__What is expected__
Records follow. Copy every line with "parts".

__Source records__
□ □ □

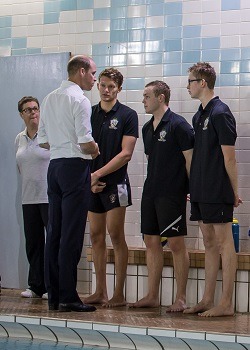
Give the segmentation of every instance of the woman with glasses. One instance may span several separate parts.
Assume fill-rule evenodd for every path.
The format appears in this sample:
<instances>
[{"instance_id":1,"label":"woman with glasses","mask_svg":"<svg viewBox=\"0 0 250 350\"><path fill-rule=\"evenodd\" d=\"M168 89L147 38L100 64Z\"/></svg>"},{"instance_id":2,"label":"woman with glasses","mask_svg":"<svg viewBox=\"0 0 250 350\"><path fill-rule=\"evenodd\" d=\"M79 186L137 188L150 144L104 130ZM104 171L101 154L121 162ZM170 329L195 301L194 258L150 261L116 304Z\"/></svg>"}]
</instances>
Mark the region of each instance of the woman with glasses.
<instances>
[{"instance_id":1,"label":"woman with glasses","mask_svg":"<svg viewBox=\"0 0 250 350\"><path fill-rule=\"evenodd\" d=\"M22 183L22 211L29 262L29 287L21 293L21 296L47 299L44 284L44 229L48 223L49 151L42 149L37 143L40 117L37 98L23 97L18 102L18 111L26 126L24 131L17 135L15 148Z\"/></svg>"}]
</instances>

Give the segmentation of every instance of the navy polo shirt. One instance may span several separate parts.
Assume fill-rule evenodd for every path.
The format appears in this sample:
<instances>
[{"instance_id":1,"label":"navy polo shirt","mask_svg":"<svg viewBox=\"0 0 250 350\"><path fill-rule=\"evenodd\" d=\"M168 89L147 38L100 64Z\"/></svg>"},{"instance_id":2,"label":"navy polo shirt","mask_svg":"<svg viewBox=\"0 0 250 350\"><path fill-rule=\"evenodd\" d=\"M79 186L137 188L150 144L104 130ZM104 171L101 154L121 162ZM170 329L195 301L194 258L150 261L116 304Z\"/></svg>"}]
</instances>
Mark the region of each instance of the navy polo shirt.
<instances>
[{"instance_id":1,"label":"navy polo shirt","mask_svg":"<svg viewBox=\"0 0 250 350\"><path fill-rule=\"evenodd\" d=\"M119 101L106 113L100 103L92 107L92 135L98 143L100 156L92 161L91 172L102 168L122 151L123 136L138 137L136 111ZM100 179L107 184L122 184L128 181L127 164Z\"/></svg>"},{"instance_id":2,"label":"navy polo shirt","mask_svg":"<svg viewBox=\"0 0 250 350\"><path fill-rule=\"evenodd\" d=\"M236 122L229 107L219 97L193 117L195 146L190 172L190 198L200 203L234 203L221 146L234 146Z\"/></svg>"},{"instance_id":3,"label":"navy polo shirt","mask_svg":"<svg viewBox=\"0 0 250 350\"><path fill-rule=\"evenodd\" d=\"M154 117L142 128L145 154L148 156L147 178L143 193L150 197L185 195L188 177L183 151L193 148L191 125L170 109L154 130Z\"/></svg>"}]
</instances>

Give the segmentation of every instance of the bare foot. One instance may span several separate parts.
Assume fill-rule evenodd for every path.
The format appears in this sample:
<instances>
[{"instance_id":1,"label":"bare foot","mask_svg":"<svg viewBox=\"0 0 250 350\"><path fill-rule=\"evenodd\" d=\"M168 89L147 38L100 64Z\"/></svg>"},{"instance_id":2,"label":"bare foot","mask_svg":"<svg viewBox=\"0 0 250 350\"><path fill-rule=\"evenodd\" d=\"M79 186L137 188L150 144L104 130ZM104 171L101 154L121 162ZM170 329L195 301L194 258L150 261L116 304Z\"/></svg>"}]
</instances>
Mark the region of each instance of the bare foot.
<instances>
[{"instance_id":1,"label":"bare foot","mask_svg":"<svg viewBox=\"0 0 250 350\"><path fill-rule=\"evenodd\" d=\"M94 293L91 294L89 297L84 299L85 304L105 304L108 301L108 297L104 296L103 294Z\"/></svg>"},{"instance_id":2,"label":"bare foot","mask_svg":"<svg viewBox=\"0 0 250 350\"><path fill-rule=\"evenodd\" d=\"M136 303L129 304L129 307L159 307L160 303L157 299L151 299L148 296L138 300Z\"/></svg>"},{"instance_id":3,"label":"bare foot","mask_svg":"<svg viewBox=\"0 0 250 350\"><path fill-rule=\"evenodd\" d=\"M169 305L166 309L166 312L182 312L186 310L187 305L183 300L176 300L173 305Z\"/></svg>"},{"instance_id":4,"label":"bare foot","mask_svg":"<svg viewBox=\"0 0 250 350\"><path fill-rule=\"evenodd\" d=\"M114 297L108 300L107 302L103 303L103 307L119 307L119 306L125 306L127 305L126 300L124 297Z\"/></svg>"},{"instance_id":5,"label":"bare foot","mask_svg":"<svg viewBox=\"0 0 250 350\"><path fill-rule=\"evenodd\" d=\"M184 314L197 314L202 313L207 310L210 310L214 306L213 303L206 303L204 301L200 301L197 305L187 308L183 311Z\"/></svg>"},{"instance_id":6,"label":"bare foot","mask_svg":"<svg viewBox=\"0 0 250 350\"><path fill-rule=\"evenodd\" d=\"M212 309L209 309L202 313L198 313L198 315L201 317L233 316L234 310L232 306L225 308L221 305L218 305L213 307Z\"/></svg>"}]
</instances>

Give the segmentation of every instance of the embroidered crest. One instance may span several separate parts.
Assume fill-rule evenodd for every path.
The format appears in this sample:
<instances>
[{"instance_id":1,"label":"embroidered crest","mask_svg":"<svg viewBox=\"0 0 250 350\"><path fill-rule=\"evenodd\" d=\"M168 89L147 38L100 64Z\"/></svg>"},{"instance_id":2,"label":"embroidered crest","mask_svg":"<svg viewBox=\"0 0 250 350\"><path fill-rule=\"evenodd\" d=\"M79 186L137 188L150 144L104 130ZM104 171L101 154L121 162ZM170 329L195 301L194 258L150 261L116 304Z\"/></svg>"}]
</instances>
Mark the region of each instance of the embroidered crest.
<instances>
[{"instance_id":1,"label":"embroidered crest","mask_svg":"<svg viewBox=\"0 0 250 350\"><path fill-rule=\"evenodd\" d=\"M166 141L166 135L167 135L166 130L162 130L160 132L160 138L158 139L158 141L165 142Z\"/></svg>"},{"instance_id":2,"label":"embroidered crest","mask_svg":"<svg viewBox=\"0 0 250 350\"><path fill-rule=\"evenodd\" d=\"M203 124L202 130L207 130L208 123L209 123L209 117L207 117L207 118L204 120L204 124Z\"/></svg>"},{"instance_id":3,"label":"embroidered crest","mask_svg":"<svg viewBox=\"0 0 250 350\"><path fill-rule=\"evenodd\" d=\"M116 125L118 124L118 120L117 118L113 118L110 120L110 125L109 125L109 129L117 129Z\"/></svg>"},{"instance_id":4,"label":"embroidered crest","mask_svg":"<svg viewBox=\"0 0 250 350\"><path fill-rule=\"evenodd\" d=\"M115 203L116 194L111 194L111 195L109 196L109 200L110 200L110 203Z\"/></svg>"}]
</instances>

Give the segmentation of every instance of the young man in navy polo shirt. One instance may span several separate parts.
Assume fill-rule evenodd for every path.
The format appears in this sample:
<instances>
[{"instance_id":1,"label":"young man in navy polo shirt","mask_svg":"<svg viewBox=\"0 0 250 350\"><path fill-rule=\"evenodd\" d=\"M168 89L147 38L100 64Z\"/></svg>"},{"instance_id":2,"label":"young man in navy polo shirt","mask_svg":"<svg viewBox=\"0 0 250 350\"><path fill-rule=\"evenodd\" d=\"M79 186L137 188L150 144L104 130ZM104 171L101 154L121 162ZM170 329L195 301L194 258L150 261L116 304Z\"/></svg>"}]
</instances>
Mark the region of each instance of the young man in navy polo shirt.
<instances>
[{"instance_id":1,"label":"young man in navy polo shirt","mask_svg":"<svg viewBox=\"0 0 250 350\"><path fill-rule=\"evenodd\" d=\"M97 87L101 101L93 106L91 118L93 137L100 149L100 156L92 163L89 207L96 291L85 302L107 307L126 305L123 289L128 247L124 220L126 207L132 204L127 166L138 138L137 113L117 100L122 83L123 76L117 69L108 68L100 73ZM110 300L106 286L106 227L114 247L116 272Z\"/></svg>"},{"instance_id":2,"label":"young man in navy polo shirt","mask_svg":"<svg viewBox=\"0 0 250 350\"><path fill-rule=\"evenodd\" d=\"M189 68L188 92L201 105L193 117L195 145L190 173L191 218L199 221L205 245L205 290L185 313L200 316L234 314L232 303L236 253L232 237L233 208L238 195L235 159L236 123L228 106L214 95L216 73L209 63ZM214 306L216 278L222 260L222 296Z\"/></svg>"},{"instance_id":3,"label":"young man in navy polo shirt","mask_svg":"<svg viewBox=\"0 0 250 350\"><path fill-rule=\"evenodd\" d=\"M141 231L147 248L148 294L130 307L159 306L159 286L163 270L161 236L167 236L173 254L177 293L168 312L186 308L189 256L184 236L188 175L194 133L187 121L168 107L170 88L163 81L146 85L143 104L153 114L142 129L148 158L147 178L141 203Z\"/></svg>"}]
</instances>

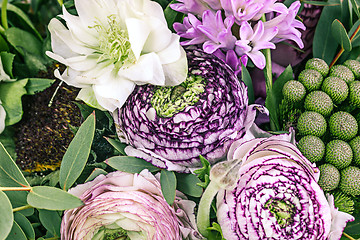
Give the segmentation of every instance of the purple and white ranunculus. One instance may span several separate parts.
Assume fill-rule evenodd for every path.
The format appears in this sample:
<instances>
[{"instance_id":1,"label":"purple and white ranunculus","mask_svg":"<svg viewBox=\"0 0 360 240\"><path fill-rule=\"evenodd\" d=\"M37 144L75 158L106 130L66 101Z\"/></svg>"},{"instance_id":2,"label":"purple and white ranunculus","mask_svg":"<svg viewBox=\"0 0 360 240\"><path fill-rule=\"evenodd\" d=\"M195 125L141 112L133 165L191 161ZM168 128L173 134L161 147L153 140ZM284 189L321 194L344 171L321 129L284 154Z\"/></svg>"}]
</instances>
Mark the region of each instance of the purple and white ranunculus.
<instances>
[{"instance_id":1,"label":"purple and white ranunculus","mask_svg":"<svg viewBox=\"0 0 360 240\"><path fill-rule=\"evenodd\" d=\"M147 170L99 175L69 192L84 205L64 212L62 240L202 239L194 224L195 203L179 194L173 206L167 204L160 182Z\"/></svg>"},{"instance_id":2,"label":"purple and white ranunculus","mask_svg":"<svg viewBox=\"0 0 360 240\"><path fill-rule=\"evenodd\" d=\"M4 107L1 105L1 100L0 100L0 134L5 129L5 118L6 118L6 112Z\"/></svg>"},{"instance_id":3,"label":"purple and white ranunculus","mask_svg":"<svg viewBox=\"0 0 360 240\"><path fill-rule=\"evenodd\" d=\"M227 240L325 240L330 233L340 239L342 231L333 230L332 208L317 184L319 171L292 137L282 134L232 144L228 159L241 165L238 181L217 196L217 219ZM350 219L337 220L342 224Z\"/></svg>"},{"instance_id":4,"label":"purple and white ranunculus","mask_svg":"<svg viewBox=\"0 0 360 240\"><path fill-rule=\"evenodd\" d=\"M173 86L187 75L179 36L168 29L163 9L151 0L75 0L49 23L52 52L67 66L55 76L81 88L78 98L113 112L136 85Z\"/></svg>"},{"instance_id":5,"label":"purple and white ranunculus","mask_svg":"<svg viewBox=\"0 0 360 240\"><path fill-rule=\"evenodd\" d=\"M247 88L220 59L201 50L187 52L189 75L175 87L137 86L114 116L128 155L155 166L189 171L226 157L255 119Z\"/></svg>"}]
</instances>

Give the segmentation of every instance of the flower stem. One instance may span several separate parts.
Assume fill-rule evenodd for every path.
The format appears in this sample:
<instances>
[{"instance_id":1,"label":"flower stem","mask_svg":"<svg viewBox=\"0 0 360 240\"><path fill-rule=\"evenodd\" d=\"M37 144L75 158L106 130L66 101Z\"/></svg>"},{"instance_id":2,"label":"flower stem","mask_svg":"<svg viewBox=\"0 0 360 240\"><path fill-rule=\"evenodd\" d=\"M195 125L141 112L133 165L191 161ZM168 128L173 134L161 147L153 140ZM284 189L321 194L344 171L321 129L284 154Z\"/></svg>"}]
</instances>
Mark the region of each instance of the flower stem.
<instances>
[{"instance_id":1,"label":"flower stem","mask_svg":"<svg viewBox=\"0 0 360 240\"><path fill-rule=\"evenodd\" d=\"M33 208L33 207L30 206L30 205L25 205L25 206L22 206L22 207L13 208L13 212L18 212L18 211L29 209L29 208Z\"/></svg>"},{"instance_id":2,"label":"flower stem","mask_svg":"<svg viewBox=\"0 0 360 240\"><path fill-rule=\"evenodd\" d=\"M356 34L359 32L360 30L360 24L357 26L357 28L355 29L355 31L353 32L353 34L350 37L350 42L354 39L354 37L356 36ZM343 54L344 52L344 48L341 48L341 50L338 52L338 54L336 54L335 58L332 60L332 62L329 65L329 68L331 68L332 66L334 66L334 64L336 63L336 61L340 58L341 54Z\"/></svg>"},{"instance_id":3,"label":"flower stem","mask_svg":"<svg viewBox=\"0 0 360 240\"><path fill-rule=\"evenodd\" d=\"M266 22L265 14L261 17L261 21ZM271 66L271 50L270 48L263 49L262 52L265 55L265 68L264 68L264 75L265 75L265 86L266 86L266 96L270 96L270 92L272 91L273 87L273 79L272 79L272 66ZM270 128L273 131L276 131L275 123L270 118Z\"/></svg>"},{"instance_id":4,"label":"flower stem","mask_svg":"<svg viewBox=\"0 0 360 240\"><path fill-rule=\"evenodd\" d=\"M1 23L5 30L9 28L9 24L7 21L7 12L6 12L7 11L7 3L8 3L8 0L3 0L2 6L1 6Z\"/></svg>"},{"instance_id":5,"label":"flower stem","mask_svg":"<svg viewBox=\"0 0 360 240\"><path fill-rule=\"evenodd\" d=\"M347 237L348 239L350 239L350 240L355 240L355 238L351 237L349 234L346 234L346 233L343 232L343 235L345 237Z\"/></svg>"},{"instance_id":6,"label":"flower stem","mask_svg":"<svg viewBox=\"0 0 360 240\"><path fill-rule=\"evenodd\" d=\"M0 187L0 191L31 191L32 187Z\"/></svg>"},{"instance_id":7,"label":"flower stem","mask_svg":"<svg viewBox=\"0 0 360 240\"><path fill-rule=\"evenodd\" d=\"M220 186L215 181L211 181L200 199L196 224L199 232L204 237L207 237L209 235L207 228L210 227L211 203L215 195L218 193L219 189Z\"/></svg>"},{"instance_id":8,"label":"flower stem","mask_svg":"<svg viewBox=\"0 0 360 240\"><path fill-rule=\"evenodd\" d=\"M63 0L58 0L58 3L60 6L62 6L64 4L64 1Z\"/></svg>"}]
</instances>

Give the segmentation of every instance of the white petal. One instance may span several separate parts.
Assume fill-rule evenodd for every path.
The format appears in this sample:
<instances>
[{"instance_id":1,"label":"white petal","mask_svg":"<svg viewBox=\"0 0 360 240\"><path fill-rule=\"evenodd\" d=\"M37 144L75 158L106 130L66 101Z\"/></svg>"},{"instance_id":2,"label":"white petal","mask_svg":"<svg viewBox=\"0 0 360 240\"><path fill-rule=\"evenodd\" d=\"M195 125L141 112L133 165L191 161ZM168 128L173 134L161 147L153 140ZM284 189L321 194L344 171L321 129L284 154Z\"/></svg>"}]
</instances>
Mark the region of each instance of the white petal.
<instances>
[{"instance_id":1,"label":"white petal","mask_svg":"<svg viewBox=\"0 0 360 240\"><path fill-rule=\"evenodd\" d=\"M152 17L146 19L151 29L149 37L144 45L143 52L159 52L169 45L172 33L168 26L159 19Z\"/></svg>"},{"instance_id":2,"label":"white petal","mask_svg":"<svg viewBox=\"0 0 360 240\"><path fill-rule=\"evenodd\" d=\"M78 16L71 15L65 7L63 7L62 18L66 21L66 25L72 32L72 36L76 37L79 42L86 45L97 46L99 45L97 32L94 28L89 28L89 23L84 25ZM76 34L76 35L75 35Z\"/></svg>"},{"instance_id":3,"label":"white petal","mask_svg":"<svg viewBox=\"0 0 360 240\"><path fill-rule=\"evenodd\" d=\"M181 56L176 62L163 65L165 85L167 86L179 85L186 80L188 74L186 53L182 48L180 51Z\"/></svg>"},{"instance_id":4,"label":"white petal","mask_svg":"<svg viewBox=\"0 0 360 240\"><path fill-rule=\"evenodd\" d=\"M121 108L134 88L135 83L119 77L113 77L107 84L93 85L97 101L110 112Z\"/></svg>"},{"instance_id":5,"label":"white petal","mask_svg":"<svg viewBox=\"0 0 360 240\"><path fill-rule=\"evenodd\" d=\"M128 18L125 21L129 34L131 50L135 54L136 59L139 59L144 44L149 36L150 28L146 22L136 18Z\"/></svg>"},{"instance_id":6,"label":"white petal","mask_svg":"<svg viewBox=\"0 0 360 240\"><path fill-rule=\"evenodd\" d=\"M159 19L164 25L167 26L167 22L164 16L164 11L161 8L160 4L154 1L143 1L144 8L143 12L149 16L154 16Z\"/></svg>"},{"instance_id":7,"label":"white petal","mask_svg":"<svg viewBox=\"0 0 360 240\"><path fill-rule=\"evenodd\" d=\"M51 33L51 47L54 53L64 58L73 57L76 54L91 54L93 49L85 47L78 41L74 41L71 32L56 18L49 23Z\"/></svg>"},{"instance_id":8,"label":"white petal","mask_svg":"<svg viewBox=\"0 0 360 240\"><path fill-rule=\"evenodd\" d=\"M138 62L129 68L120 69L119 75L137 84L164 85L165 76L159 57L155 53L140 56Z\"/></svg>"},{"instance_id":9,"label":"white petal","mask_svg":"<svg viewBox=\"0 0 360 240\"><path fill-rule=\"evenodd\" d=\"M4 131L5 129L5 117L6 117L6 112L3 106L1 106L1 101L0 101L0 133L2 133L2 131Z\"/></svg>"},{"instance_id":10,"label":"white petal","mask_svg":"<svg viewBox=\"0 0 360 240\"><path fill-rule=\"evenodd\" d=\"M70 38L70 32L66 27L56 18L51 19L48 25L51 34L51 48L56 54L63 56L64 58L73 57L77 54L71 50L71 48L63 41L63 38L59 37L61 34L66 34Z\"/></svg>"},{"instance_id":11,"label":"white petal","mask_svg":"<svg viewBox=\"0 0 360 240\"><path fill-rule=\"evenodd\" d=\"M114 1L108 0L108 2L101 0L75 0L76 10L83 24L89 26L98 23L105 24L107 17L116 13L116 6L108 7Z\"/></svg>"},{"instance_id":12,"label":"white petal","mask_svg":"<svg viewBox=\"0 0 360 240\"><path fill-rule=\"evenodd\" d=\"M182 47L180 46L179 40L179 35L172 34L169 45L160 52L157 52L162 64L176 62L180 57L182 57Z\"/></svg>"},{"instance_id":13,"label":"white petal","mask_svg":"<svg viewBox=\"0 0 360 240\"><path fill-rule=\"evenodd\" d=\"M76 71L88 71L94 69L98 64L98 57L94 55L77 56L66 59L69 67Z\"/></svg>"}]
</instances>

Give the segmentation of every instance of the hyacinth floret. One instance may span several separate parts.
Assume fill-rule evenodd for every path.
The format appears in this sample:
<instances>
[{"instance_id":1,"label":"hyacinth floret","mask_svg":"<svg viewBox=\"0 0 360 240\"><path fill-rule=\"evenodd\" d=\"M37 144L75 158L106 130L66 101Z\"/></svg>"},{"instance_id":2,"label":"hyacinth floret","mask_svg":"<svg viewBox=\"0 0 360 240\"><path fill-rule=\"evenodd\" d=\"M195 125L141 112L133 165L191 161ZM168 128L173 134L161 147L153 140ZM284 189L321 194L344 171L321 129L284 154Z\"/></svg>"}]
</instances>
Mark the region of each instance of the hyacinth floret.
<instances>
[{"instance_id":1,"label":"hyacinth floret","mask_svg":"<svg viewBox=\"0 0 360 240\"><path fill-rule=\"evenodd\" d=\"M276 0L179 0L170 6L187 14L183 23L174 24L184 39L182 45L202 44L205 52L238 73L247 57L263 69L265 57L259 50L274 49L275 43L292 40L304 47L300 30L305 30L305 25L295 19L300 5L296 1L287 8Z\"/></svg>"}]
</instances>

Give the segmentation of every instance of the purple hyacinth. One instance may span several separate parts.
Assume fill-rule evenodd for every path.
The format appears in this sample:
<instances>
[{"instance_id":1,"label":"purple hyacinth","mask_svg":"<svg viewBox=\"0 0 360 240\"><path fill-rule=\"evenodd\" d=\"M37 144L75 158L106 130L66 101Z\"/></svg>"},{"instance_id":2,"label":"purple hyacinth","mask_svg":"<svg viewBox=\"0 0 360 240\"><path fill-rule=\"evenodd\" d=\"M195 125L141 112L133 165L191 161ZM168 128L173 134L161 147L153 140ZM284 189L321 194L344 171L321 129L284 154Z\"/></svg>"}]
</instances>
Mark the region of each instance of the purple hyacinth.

□ □ □

__Exercise solution__
Give the segmentation of every instance of the woman with glasses. One instance may span several separate parts.
Give the segmentation of every instance of the navy polo shirt. One instance may span several separate parts.
Give the segmentation of every instance of the bare foot. One instance may span several separate parts.
Give the segmentation of every instance of the embroidered crest. One instance may span several separate parts.
Give the segmentation of every instance of the young man in navy polo shirt. One instance may span several separate parts.
Give the segmentation of every instance of the purple and white ranunculus. One instance may span several separate parts.
Give the segmentation of every instance of the flower stem. One instance may span several separate parts.
Give the segmentation of every instance of the white petal. One instance may span several separate parts.
Give the segmentation of every instance of the hyacinth floret. One instance may span several separate parts.
Give the segmentation of every instance of the purple hyacinth. One instance may span several separate parts.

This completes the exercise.